▸ **Fragment tekstu**
Działania IPN związane z udostępnieniem akt znalezionych w domu gen. Czesława Kiszczaka mogą naruszać konstytucyjne prawo do autonomii informacyjnej b. prezydenta Lecha Wałęsy - uznał RPO Adam Bodnar. IPN zapowiada, że przedstawi stanowisko w tej sprawie. RPO w liście od prezesa IPN Łukasza Kamińskiego z 2 marca zwrócił się o informacje i wyjaśnienia dotyczących trybu, sposobu i czasu udostępniania dokumentów przez Instytut Pamięci Narodowej w opisanej sprawie. Powołał się na skargi obywateli dotyczące sytuacji Wałęsy, w związku z ujawnieniem przez Instytut dokumentów zgromadzonych przez Kiszczaka.

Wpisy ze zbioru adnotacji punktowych
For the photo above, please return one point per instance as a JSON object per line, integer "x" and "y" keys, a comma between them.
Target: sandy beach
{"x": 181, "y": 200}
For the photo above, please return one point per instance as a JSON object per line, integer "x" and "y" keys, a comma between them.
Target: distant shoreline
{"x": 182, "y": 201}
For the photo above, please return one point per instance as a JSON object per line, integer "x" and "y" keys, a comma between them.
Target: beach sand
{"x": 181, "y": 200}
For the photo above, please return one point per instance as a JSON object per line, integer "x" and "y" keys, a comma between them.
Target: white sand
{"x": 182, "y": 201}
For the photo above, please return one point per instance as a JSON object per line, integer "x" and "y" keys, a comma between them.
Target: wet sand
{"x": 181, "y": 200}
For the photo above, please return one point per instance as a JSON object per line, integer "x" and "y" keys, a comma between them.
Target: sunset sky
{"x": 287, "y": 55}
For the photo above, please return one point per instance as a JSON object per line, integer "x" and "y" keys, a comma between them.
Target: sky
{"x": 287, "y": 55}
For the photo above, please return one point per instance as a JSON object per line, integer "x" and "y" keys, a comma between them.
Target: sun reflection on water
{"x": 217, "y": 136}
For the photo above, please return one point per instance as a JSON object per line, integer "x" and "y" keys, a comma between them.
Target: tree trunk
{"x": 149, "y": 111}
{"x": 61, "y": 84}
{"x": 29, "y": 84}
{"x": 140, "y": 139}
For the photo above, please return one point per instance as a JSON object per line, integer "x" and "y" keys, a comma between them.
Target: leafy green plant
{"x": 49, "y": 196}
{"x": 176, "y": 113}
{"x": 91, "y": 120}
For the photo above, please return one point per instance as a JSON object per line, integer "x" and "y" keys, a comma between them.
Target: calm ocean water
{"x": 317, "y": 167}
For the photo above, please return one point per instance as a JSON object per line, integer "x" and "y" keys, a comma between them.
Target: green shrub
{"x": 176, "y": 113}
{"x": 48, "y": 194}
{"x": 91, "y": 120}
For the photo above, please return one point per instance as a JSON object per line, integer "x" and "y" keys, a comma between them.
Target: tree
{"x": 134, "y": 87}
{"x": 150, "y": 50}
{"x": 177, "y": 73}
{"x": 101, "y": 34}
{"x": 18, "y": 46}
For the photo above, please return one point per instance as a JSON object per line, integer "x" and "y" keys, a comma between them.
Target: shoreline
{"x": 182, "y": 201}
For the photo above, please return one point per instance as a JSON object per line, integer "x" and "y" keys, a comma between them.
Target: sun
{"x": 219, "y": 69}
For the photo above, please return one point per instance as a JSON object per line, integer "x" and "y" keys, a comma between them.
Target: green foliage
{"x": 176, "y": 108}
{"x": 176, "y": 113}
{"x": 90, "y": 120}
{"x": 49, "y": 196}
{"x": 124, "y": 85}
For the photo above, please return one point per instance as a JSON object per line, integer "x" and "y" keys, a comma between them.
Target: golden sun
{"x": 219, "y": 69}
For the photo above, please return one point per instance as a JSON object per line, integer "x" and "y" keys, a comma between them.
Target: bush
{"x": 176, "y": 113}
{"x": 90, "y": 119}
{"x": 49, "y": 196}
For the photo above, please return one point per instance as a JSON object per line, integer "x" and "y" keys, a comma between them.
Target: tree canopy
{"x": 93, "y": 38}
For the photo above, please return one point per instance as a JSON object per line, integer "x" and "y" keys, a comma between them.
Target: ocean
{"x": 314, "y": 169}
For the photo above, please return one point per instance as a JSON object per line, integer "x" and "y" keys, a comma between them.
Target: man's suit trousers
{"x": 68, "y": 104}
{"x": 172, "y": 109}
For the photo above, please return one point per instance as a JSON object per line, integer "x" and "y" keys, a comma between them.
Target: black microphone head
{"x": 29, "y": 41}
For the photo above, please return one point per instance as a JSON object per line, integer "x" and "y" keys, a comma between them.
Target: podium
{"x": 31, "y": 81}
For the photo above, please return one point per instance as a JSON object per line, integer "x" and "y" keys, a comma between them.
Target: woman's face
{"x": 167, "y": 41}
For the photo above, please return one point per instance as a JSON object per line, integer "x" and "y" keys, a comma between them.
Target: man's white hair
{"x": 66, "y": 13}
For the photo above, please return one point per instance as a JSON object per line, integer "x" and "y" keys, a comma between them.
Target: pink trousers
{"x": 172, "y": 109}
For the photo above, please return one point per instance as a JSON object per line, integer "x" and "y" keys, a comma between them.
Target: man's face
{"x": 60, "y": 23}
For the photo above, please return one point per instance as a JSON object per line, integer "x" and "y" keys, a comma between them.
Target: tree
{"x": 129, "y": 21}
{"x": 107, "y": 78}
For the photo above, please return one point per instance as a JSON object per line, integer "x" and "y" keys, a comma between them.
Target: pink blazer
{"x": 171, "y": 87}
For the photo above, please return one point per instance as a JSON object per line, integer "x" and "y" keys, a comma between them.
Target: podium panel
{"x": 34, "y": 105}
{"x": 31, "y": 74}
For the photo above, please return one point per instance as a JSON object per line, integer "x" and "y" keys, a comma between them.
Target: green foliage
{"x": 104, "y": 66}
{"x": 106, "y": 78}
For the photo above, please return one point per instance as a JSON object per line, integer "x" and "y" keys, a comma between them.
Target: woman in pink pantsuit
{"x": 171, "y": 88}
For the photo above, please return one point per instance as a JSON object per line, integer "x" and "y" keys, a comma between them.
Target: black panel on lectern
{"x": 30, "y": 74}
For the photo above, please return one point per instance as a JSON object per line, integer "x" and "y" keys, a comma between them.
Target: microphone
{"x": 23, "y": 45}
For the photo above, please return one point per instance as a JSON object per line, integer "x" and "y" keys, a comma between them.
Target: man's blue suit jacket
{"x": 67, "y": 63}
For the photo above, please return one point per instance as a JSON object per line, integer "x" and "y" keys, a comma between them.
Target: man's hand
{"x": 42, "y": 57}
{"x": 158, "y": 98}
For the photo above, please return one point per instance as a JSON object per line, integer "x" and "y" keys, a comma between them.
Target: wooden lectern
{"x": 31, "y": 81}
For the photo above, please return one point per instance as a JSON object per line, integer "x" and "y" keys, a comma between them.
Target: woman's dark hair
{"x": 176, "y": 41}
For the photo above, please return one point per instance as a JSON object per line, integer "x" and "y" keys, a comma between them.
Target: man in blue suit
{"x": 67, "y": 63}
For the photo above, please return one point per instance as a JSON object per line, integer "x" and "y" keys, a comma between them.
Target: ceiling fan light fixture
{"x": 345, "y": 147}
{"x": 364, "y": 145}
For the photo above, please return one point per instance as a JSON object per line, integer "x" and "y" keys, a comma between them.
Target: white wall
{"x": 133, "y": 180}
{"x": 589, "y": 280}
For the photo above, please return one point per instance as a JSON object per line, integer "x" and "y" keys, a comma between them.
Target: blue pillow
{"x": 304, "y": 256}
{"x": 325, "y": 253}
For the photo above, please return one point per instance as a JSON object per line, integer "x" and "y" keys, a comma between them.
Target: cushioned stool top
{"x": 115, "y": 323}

▸ **Polecenia do wykonania**
[a] Kto w tekście o aktach Kiszczaka uznał, że działania IPN mogą naruszać prawo Lecha Wałęsy do autonomii informacyjnej?
[b] Streść tekst o aktach Kiszczaka w dwóch zdaniach.
[c] Kontynuuj tekst o aktach Kiszczaka od miejsca, w którym się kończy.

▸ **Odpowiedzi**
[a] RPO Adam Bodnar.

[b] RPO Adam Bodnar uznał, że działania IPN związane z udostępnieniem akt znalezionych w domu gen. Czesława Kiszczaka mogą naruszać konstytucyjne prawo Lecha Wałęsy do autonomii informacyjnej, a IPN zapowiedział, że przedstawi swoje stanowisko. Powołując się na skargi obywateli, RPO zwrócił się o informacje i wyjaśnienia dotyczące trybu, sposobu i czasu udostępniania tych dokumentów.

[c]
16 lutego prokuratorzy IPN dokonali przeszukania w domu wdowy po gen. Kiszczaku, gdzie zabezpieczono sześć pakietów dokumentów, w tym teczkę personalną i pracy TW "Bolka". IPN udostępnił już dwa pakiety materiałów dziennikarzom i historykom, w tym akta "Bolka", w których jest m.in. odręcznie napisane zobowiązanie do współpracy, podpisane: Lech Wałęsa "Bolek". Kamiński zapowiedział, że dokumenty będą poddane różnego rodzaju badaniom. Nie może być żadnych materiałów mojego pochodzenia - zapewnia Wałęsa. 29 lutego po przeszukaniu domu gen. Wojciecha Jaruzelskiego IPN zabezpieczył 17 pakietów dokumentów.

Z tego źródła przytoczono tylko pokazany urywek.